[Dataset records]
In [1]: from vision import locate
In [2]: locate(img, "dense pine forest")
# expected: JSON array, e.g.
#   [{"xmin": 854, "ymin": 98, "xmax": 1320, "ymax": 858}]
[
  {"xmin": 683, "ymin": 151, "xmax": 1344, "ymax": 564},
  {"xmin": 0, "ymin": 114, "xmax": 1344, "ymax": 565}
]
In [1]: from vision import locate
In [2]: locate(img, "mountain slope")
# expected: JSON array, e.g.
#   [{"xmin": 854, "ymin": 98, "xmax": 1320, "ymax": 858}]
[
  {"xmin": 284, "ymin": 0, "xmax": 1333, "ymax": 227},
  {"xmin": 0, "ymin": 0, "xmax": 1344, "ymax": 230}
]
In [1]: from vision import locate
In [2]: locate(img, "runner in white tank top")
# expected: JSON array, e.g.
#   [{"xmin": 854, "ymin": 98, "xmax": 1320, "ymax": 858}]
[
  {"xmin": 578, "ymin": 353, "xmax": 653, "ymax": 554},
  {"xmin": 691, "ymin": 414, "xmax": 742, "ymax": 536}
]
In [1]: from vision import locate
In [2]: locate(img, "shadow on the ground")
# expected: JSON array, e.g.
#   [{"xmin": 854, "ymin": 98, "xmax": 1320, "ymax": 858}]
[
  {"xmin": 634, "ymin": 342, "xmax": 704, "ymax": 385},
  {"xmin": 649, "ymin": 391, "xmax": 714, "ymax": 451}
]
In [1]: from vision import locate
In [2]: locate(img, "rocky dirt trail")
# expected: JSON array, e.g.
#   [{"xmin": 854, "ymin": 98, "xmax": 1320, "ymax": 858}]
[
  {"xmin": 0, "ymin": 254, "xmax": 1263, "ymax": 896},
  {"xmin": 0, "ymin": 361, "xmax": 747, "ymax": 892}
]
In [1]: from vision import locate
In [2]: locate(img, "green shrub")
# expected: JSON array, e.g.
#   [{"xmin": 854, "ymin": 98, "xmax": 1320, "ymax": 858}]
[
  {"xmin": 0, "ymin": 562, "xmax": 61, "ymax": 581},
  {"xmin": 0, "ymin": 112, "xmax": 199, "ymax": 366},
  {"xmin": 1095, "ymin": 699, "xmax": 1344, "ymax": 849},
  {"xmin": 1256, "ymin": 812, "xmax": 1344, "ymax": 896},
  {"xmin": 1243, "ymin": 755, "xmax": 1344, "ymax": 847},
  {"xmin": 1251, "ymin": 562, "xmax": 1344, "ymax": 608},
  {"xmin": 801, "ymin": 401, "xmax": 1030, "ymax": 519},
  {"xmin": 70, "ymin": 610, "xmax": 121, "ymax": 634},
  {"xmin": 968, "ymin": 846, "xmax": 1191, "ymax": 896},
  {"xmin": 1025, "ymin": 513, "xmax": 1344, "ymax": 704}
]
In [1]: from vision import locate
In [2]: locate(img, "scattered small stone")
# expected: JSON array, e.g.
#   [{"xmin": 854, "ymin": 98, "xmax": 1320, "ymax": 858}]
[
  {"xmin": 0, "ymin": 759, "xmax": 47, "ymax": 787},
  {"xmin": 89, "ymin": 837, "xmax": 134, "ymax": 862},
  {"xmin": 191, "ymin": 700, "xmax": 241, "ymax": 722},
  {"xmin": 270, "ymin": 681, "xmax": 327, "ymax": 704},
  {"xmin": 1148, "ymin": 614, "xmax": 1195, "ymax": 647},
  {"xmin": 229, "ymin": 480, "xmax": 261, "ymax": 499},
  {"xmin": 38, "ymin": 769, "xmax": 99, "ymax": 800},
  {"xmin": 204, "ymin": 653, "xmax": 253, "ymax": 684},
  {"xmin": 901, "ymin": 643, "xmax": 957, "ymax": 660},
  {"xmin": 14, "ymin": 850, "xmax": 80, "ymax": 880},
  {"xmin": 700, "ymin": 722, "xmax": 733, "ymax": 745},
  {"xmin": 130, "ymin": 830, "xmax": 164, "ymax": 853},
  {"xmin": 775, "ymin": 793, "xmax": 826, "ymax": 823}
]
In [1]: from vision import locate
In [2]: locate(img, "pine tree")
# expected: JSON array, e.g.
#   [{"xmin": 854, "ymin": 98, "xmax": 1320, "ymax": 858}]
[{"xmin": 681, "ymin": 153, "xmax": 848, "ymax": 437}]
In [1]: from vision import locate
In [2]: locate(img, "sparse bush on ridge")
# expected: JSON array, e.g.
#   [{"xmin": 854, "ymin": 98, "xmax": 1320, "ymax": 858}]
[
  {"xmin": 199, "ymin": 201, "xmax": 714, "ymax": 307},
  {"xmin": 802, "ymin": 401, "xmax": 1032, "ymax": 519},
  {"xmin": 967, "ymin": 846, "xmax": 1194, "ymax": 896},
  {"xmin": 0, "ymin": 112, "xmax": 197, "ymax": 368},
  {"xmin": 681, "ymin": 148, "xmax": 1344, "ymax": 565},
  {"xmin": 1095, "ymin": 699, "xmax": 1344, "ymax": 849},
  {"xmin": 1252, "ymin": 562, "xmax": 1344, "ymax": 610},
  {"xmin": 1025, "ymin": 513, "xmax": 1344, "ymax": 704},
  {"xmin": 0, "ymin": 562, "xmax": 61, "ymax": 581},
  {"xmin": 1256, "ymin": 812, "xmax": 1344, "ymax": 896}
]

...

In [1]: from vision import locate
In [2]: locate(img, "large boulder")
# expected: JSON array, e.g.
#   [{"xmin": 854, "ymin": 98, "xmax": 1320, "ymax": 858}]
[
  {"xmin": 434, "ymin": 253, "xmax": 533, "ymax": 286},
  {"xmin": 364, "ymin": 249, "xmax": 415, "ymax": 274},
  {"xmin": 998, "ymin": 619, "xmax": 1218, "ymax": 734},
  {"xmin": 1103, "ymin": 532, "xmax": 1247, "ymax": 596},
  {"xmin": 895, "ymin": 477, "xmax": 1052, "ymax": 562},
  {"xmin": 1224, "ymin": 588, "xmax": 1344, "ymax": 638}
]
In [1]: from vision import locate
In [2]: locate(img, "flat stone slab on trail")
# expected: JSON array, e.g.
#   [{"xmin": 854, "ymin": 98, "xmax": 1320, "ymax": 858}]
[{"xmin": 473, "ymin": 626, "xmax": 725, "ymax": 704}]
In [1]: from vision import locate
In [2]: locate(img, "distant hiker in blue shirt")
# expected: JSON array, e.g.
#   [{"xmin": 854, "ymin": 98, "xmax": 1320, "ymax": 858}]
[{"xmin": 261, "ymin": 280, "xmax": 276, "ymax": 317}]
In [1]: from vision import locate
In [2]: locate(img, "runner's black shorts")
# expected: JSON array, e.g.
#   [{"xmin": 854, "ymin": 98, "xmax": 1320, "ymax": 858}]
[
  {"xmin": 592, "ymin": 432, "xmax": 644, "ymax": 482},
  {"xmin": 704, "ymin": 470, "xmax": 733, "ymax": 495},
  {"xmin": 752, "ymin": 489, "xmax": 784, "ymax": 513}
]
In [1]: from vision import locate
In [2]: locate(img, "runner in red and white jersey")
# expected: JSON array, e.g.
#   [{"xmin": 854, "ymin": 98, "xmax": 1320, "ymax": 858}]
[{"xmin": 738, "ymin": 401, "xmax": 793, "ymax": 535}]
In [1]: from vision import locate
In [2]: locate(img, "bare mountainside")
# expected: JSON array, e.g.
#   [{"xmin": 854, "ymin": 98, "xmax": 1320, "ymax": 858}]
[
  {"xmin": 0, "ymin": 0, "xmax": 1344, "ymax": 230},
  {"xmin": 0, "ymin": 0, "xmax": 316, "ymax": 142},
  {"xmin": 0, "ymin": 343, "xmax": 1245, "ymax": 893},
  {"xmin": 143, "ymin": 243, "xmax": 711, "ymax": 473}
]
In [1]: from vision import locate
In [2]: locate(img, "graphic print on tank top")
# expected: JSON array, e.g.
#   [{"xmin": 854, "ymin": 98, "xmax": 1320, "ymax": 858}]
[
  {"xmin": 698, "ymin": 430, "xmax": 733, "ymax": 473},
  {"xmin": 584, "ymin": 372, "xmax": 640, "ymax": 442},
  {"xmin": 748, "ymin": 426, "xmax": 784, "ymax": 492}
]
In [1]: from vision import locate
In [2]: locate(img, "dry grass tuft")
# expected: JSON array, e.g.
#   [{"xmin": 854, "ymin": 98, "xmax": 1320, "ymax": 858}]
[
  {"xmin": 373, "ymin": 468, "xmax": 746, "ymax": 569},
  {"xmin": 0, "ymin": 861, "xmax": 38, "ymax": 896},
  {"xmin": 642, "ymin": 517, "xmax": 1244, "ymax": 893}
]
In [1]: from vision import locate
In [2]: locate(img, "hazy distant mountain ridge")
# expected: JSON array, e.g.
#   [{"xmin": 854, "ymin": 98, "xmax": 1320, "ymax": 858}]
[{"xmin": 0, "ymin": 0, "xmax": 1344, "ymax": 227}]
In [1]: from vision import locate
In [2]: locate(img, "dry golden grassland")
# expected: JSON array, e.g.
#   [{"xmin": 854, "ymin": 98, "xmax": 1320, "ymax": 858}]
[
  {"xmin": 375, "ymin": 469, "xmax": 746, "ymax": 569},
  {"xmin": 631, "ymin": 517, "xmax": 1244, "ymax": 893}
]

# GIVEN EXERCISE
Find every line in the material above that contains the word "distant", and copy each one. Case counts.

# RESULT BELOW
In [2]: locate(img, "distant hiker in blue shirt")
In [2]: locate(img, "hazy distant mountain ridge")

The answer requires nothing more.